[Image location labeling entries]
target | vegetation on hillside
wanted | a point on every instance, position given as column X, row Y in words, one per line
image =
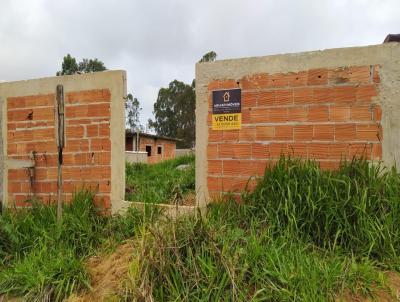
column 44, row 261
column 161, row 182
column 303, row 234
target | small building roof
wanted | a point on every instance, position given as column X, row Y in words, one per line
column 129, row 133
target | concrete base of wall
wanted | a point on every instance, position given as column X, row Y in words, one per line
column 169, row 211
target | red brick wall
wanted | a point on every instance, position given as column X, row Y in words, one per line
column 321, row 114
column 86, row 157
column 168, row 149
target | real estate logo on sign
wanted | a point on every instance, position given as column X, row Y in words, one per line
column 227, row 109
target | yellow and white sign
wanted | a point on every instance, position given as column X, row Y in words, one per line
column 227, row 109
column 227, row 121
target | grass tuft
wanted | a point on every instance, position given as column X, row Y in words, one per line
column 44, row 261
column 160, row 182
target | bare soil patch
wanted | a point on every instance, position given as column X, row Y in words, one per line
column 108, row 273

**Direction**
Copy all the records above word for word, leaving out the picture.

**Answer for this exercise**
target | vegetation on hillside
wanted | a point on every instance, position given as column X, row Y in words, one per line
image =
column 44, row 261
column 161, row 182
column 303, row 234
target | small building roof
wanted | a point on every instance, position given as column X, row Y in words, one per line
column 129, row 133
target | concrete base of wall
wanted | a point on every instance, position given as column X, row Y in words, one per line
column 169, row 211
target | red brick wall
wanted | a point on every instance, position given as column X, row Y in words, one per line
column 321, row 114
column 86, row 157
column 168, row 149
target | real estate logo on sign
wanted | a point on every instance, position given as column X, row Y in words, one per line
column 227, row 109
target | yellow and white sign
wanted | a point on every instance, position given as column X, row Y in words, one per line
column 227, row 109
column 227, row 121
target | grass tuft
wanted | a point on every instance, position given as column X, row Y in words, one per line
column 44, row 261
column 160, row 182
target | bare soil patch
wanted | a point on every instance, position given as column X, row Y in words, one per line
column 108, row 273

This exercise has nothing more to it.